Segmentation annotation listing:
┄┄┄┄┄┄┄┄┄┄

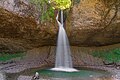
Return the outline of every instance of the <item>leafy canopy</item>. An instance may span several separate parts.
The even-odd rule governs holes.
[[[53,6],[54,9],[67,9],[71,6],[71,0],[50,0],[49,3]]]

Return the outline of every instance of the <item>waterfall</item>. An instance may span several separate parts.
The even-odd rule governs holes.
[[[57,14],[56,17],[56,20],[59,25],[57,48],[56,48],[56,61],[55,61],[55,68],[52,68],[52,70],[67,71],[67,72],[77,71],[76,69],[73,68],[72,65],[70,45],[66,31],[63,26],[64,25],[63,11],[61,10],[61,22],[58,21],[58,15],[59,14]]]

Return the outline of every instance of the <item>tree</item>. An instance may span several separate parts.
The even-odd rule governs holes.
[[[54,9],[67,9],[71,6],[71,0],[50,0],[49,3],[53,6]]]

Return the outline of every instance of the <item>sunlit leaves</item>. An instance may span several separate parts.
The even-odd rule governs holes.
[[[48,3],[48,0],[30,0],[39,11],[39,19],[41,22],[51,20],[54,17],[54,9]]]
[[[50,0],[49,1],[54,9],[67,9],[71,6],[71,0]]]

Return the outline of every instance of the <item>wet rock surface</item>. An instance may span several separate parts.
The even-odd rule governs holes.
[[[75,2],[66,21],[70,44],[103,46],[119,43],[119,8],[119,0]],[[38,24],[35,10],[27,0],[0,1],[0,50],[24,51],[56,45],[57,23]]]

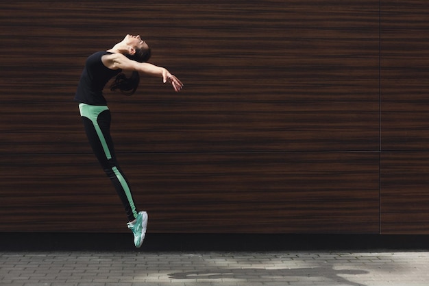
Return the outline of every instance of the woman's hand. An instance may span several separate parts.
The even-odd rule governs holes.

┄┄┄┄┄┄┄┄┄┄

(Task directions) Please edit the listing above so that every "separate parts" becomes "disjoint pieces", with all other text left as it is. Omit the pictures from your answer.

(Exercise result)
Return the outline of every instance of the <item>leafy canopy</item>. An instance may span several disjoint pieces.
The even-odd rule governs holes.
[[[53,6],[54,9],[67,9],[71,6],[71,0],[50,0],[49,3]]]

Return the outline of every instance of the <item>waterfall</item>. An instance may span several disjoint pieces.
The even-odd rule governs holes.
[[[57,14],[56,17],[56,20],[59,25],[57,48],[56,48],[56,61],[55,61],[55,68],[52,68],[52,70],[67,71],[67,72],[77,71],[76,69],[73,68],[72,65],[70,45],[66,31],[63,26],[64,25],[63,11],[61,10],[61,22],[58,21],[58,15],[59,14]]]

Return the outline of every instance of the <item>tree</item>. An instance may span several disjoint pieces.
The even-odd rule governs holes.
[[[54,9],[67,9],[71,6],[71,0],[50,0],[49,3],[53,6]]]

Return the outline of every instance of the <item>sunlit leaves</item>. An instance may span several disjoint pieces.
The even-odd rule governs holes.
[[[48,3],[48,0],[30,0],[39,11],[39,19],[41,22],[51,20],[54,17],[54,9]]]
[[[50,0],[49,1],[54,9],[67,9],[71,6],[71,0]]]

Return the outline of every instance of the <item>wet rock surface</item>. An instance may span several disjoint pieces.
The even-odd rule governs holes.
[[[75,2],[66,21],[70,44],[103,46],[119,43],[119,8],[119,0]],[[38,24],[35,10],[27,0],[0,1],[0,50],[24,51],[56,45],[57,23]]]

Return the outline of every instance of the woman's hand. An instance may span several disjoint pieces.
The even-odd rule governs holes.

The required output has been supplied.